**GIVEN PASSAGE:**
In Defense of John Williams

Yesterday, NPR ran this feature on All Things Considered. It is mostly an amusing little jaunt through various pieces of music written for the Olympic Games. The story hits many of the genre’s highlights, including Spyridon Samaras’ Olympic Hymn (1896, Athens), Josef Suk’s Toward a New Life (1932, Los Angeles), Mikis Theodorakis’ Canto Olympico (1992, Barcelona), and Michael Torke’s Javelin (1996, Atlanta). With one problem: whither John Williams?

Other than a quick jab at Williams for “co-opting” another composer’s music for his own Olympic Fanfare and Theme from 1984, no mention is made of the man who has written more music for the Olympic Games than perhaps any other composer in history. With all due respect to my good friends and colleagues at NPR, this is a major omission. John Williams and Olympic music go together like Michael Phelps and gold medals.

So I checked in with Variety writer, USC Thornton School of Music professor, and the nation’s leading film music expert, Jon Burlingame, for clarification. Burlingame told me it’s not a stretch to call Williams “America’s unofficial Olympic composer.”

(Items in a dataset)
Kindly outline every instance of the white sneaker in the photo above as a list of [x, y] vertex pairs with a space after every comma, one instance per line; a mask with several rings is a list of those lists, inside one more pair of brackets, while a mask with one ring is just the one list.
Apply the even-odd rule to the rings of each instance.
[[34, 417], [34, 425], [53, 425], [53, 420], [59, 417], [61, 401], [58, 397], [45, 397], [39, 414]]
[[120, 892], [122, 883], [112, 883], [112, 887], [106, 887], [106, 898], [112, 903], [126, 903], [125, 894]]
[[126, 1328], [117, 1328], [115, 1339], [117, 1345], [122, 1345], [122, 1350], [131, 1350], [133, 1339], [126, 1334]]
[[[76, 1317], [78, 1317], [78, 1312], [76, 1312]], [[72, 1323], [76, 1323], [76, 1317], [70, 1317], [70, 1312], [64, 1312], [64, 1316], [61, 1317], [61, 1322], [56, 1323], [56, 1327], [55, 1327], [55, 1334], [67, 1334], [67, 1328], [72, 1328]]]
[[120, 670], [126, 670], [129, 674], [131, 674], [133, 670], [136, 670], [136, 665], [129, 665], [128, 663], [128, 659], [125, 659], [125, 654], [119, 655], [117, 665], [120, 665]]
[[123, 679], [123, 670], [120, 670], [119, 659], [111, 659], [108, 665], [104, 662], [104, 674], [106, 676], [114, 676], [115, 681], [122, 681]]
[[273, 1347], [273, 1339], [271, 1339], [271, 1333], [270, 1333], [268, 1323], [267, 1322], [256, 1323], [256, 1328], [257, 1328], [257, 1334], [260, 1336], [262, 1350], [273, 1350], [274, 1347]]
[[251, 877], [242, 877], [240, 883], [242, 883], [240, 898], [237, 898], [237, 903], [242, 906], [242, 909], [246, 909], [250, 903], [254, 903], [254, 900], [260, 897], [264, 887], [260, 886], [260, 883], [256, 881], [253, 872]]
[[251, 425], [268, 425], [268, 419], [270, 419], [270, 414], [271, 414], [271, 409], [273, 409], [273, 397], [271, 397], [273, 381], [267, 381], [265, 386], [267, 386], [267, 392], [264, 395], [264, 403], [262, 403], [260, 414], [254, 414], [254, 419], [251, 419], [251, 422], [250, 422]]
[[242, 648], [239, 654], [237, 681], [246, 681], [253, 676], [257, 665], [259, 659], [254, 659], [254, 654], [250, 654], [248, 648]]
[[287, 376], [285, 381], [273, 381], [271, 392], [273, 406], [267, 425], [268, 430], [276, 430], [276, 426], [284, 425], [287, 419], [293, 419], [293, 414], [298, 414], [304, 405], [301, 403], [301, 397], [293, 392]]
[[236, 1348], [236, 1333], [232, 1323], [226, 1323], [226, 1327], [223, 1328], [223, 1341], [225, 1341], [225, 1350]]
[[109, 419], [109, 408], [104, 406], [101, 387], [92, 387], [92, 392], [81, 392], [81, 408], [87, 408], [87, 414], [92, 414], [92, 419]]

**YOUR GOAL:**
Write the next part of the piece defending John Williams as an Olympic composer, starting right after its last sentence.

**RESULT BELOW:**
“When he composed the Olympic Fanfare and Theme for the L.A. Olympics in 1984,” Burlingame said, “it marked the first time that a major American composer had written a signature for the Games that was so widely accepted, recognized and remembered. Subsequent themes — Olympic Spirit in 1988, Summon the Heroes in 1996 and Call of the Champions in 2002 — solidified him as America’s go-to composer for the Olympics.”

As for the suggestion that Williams stole Leo Arnaud’s Bugler’s Dream as the opening of his own Olympic Fanfare and Theme, Burlingame says not true. “Olympic Fanfare and Theme is a separate piece of music, originally written and performed as a standalone work,” Burlingame told me. “The original 1984 album of Olympics music, was so popular it made the Billboard top 100 album chart; Bugler’s Dream opened side A and Williams’ new fanfare opened side B.”

Burlingame said the Arnaud and Williams pieces weren’t fused together until 1996, when NBC asked to have the two most famous Olympic themes juxtaposed together for their television coverage. It wasn’t Williams’ idea at all. Furthermore, Burlingame said Williams and Arnaud were “friends and colleagues in the film-music world.”

“Leo Arnaud’s Bugler’s Dream — composed in 1958, and not for the Games — was chosen by ABC Sports to herald its Olympic telecasts starting in 1968. Williams didn’t ‘co-opt’ it; by 1984 the Arnaud piece had been widely accepted as America’s unofficial Olympic fanfare simply because of its repeated use by the television networks over the years.”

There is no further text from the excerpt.